#### [THE REQUEST]
Please print, word for word, the passage of the website feedback thread that opens with the words "I clicked on" and closes with "more in design/usability.".

You don't show us what you've actually built.

I clicked on "Mobile" and instead of an actual mobile app, I saw a traditional
website crammed into an iPhone screen.

Approach: I can't speak to your engineering capability, but from a product &
marketing standpoint (1) you're probably trying to do too much, and (2) you
should look at investing more in design/usability.

------
revorad
Adam, firstly thank you for building this. There is a real need for this. As
many others here will point out to you, your website is not delivering your
product message or value proposition. However, that's a separate concern from
evaluating the product itself.

Overlooking the problems with the site copy and design, I went on to sign up
to try it out. It took me a couple of attempts to register. I'm not your
target customer, but even so do you really need to know your customer's date
of birth? Finally, when I click on the link in the registration email, I land
on a page which says before I use anything, I must contact an account
representative. My login is failing even though I'm pretty sure I'm using the
correct username and password.

If as a techie, I found your site hard to navigate, it's going to be nearly
impossible to get non-techies to use or buy it.

I understand you are building a difficult product, but there's a lot of
research to be done to catch up with the latest developments in this space.

For starters, please see <http://www.weebly.com> for a well-executed version
of your idea.

------
notahacker
As far as I can see _get your social network website running in the time it
takes to make coffee_ (adapted from one of the sub-pages) is your core value
proposition, and it should be in big letters on the home page instead of
generic phrases like "leap-frog your competition and be a leader, not a
follower" and sentences listing technologies.

Much of your text reads like it was written for search engines rather than
humans to read, and your screenshots and examples could be a _lot_ more
attractive.

Looking at the price points you're looking to charge, paying a professional
designer and copywriter would be worth the money here, assuming the end
product is fit for purpose.

------
guynamedloren
Far too much text on every single page of your site. I clicked through them
all but didn't want to spend 10 minutes reading just to figure out what you
do. Fix this with a big, catchy headline along with a short 2-3 sentence
description of what you do and a video or screenshots of your software.

------
guynamedloren
Clickable: <http://nextcoast.com/>

#### [Object point labels]

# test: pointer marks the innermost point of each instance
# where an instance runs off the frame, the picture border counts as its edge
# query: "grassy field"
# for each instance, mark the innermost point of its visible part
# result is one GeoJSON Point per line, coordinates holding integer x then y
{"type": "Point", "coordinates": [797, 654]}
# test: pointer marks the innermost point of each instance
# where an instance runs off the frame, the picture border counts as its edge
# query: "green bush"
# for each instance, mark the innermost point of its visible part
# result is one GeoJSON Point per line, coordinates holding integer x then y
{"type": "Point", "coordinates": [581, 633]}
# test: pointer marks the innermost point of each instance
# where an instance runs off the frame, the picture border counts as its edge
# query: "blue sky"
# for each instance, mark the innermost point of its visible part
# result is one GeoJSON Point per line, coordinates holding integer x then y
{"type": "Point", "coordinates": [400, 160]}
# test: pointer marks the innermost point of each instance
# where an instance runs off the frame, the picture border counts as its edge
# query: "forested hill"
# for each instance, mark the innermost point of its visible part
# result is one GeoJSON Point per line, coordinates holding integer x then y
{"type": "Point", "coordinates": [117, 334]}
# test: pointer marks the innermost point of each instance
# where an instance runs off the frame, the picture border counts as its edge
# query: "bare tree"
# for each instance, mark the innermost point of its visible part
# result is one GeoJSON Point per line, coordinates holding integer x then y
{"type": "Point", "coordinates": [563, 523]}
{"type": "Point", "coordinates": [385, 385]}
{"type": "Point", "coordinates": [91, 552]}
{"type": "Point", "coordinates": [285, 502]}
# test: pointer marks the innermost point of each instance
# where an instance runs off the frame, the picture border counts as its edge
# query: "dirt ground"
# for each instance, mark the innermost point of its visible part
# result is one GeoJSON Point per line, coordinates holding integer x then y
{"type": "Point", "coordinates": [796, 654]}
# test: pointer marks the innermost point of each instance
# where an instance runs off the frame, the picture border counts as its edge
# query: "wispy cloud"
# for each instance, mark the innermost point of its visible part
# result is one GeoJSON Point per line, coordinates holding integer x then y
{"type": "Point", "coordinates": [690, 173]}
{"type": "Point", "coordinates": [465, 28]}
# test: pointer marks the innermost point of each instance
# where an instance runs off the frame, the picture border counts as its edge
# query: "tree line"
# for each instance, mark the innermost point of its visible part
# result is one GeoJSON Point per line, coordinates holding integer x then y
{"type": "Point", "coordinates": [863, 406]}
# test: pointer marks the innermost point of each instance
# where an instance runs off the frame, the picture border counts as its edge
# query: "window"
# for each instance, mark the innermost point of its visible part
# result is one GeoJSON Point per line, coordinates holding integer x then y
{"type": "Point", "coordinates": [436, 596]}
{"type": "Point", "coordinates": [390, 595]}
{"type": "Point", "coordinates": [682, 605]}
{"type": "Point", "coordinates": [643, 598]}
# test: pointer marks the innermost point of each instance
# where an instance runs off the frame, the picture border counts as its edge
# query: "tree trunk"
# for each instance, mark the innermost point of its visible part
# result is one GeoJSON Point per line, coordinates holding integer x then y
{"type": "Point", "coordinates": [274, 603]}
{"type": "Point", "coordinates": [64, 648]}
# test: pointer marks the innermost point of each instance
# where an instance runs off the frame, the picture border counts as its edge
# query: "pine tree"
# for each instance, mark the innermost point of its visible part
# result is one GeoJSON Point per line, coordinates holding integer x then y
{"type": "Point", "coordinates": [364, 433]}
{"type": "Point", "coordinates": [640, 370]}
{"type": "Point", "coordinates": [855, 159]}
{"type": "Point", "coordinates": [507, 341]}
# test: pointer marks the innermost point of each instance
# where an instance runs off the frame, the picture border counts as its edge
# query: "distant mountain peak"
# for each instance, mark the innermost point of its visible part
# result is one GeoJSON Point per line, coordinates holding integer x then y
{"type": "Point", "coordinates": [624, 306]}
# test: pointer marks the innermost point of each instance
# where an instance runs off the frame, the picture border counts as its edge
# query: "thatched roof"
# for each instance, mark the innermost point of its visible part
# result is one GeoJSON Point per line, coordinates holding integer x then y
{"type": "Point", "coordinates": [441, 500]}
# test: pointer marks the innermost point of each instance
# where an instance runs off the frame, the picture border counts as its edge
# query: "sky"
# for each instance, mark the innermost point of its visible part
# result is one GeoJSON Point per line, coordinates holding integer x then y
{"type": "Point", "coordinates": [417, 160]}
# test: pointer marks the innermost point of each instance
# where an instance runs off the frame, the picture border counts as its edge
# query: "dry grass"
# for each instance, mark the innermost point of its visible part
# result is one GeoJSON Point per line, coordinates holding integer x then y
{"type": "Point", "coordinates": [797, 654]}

#### [EXERCISE OUTPUT]
I clicked on "Mobile" and instead of an actual mobile app, I saw a traditional
website crammed into an iPhone screen.

Approach: I can't speak to your engineering capability, but from a product &
marketing standpoint (1) you're probably trying to do too much, and (2) you
should look at investing more in design/usability.